● **Records provided**
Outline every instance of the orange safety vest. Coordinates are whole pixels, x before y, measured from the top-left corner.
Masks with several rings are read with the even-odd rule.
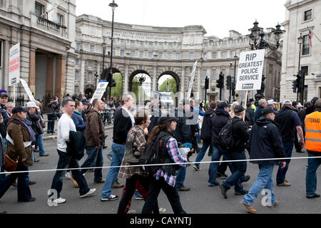
[[[321,112],[314,112],[305,117],[305,148],[321,152]]]

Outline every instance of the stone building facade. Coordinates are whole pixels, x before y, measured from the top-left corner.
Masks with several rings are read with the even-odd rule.
[[[292,83],[299,70],[305,75],[304,100],[310,101],[313,97],[321,97],[321,42],[315,36],[312,46],[309,43],[309,30],[321,38],[321,1],[287,0],[285,3],[285,29],[283,41],[282,76],[280,82],[281,100],[296,100]],[[299,69],[300,45],[297,38],[304,38],[302,44]]]
[[[75,91],[92,92],[96,85],[94,75],[102,72],[103,46],[105,40],[106,54],[104,68],[109,68],[111,22],[91,15],[77,16],[76,21]],[[265,38],[273,42],[274,37],[268,28]],[[205,36],[202,26],[180,28],[153,27],[114,23],[113,72],[121,73],[123,90],[131,90],[131,81],[138,73],[151,78],[151,89],[158,90],[159,78],[170,75],[176,81],[177,90],[187,92],[190,73],[198,60],[193,87],[195,98],[204,100],[205,77],[210,78],[207,99],[219,98],[220,90],[216,80],[222,71],[226,76],[234,74],[234,66],[238,63],[240,52],[250,51],[248,38],[235,31],[223,39]],[[282,46],[277,51],[266,50],[263,73],[266,76],[265,97],[278,100],[281,70]],[[235,55],[238,56],[234,58]],[[237,73],[237,72],[236,72]],[[223,98],[228,99],[229,90],[223,90]],[[245,93],[236,91],[238,99],[245,98]],[[250,93],[254,98],[256,91]]]
[[[28,83],[36,99],[73,93],[76,0],[61,3],[0,0],[0,88],[10,95],[13,88],[8,86],[9,52],[17,43],[20,77]],[[24,93],[21,83],[16,91]]]

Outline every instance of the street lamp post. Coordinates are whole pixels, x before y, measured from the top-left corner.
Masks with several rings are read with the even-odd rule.
[[[110,68],[109,68],[109,73],[111,75],[111,78],[109,78],[110,81],[108,83],[108,86],[109,86],[109,98],[111,98],[111,81],[113,79],[113,16],[114,16],[114,12],[115,12],[115,9],[118,6],[118,5],[117,5],[115,3],[115,0],[113,0],[113,2],[109,4],[109,6],[111,7],[111,10],[113,11],[113,18],[111,20],[111,66],[110,66]]]
[[[300,64],[301,64],[301,51],[302,51],[302,44],[303,43],[303,36],[302,36],[302,33],[300,33],[300,37],[297,38],[297,43],[299,44],[300,46],[300,51],[299,51],[299,66],[298,66],[298,69],[297,69],[297,73],[301,77],[301,81],[300,81],[300,83],[301,85],[300,85],[300,89],[299,89],[297,90],[297,100],[298,100],[298,96],[299,96],[299,92],[300,92],[300,100],[302,104],[303,104],[303,99],[304,99],[304,93],[305,93],[305,76],[304,76],[304,74],[302,74],[302,71],[300,69]]]
[[[250,34],[247,36],[249,38],[249,44],[251,46],[251,50],[253,51],[270,48],[272,51],[276,51],[280,46],[280,38],[281,37],[281,35],[285,32],[285,31],[280,29],[281,26],[280,24],[277,24],[275,26],[276,28],[271,32],[272,34],[274,34],[276,41],[276,44],[272,45],[264,40],[265,33],[263,31],[263,28],[260,28],[258,26],[258,22],[256,20],[255,22],[253,23],[253,27],[248,30],[249,31],[250,31]],[[258,100],[261,98],[264,97],[263,83],[264,81],[263,76],[261,89],[260,90],[258,90],[257,94],[255,94],[255,104],[258,103]]]

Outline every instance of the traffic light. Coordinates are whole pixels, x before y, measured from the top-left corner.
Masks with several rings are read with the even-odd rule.
[[[216,80],[216,82],[218,83],[218,84],[216,84],[217,88],[224,88],[224,75],[222,73],[222,72],[220,72],[218,80]]]
[[[292,89],[293,93],[297,93],[297,82],[295,80],[292,82]]]
[[[232,78],[230,76],[226,76],[226,89],[230,90],[232,83]]]
[[[210,78],[208,78],[208,76],[206,76],[205,78],[205,90],[208,90],[208,88],[210,88]]]

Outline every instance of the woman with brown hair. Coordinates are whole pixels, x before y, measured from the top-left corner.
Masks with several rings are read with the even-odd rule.
[[[126,167],[126,165],[139,165],[139,157],[145,151],[147,142],[144,129],[151,123],[151,115],[148,110],[138,111],[134,117],[135,125],[131,128],[127,135],[125,155],[121,162],[118,177],[126,178],[125,192],[119,202],[118,214],[126,213],[128,210],[131,198],[139,182],[144,189],[140,192],[144,200],[147,198],[148,190],[148,175],[141,166]],[[143,191],[142,191],[143,192]],[[146,193],[146,194],[145,194]],[[159,214],[158,204],[156,202],[153,207],[154,214]]]
[[[26,120],[28,110],[17,106],[12,110],[13,115],[8,121],[6,140],[8,140],[8,156],[18,161],[16,171],[24,172],[11,173],[6,176],[0,185],[0,198],[6,193],[12,183],[18,178],[18,202],[34,202],[29,185],[28,167],[33,165],[31,160],[31,142],[35,140],[35,134]]]

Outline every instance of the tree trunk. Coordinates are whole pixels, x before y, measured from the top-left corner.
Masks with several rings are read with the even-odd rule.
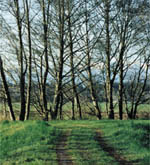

● **What the exercise asks**
Set out the items as a numbered list from their first line through the line that holds "[[[321,112],[314,112],[305,117],[305,148],[321,152]]]", both included. Skip blank lines and leave out the pictures.

● **Correct answer**
1. Outline every instance of the orange safety vest. Coordinates are whole pixels, x before y, measured from the top-left corner.
2. Masks with several rings are read with the even-odd rule.
3. [[[321,112],[314,112],[305,117],[305,148],[321,152]]]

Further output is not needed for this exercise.